++++ EXTRACT ++++
Further thoughts on Parashat Mishpatim

by John J. Parsons
www.hebrew4christians.com

The "silver rule" of Torah may be stated as, "Do not do to others as you would not have them do to you," (i.e., "do no harm"), whereas the "golden rule" may be stated positively as, "Do to others as they would have done to them" (i.e., "do the good"). Both principles are based on the concept of reciprocity: How you treat others affects who you are, and vice-versa, and therefore we see the centrality of respecting ourselves, of regarding ourselves as redeemable, lovable, and so on. "You shall not wrong or oppress a stranger, for you were strangers in the land of Egypt" (Exod. 22:20), and this includes the stranger you make of yourself; the parts of yourself you hide away from consciousness. Moral reality is grounded in empathy, or the exercise of sympathetic imagination... "Give and it shall be given back to you." Put yourself in the place of the other - the stranger, the outsider, the lost child - and remember the pain you experienced when you were an outsider, isolated and excluded... As we recognize the value, dignity, and worth of others, so we will find it within our own hearts, and this enables us to see more of the good. The measure you use will be measured back to you (Luke 6:38).
++++ DATA SHOWN ++++
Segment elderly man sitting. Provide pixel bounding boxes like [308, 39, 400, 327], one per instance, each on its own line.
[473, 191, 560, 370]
++++
▸ TASK 1
In the commentary on Parashat Mishpatim, which figures are named after the dash as examples of "the other" whose place the reader should take?
▸ TASK 2
Write the next passage of the commentary on Parashat Mishpatim, following on from its final sentence.

▸ RESULT 1
the stranger
the outsider
the lost child

▸ RESULT 2
There is an old Chassidic story of two men sitting and enjoying a drink together.  One of them then says to the other, "You know, you're my best friend. I really love you, brother!" The other man responds, "Oh yeah?  If you really love me, tell me where I hurt..."

The point of this simple story is that we can't really say we love someone without taking the time to know them -- and that means knowing how they suffer. Most of us are suffering, of course, but are we able to transcend our own pain to genuinely empathize with others? Conversely, how many people do we trust enough to to confide our own pains and heartaches?  The Law of Messiah (תוֹרת המשׁיח) is to bear one another's burdens (τα βαρη, "weights," Gal. 6:2), and that means making ourselves vulnerable -- and making room inside our hearts for the vulnerability of others.  James tells us that personal healing comes from confessing outwardly (εξομολογεισθε) our sins (τας αμαρτιας) to one another so that we may be healed (James 5:16). Of course it's humbling to share our sins, our failures, and our hurts to another, but without an audience for the inner voice of our pain, we suffer all the more... "We are only as sick as the secrets we keep."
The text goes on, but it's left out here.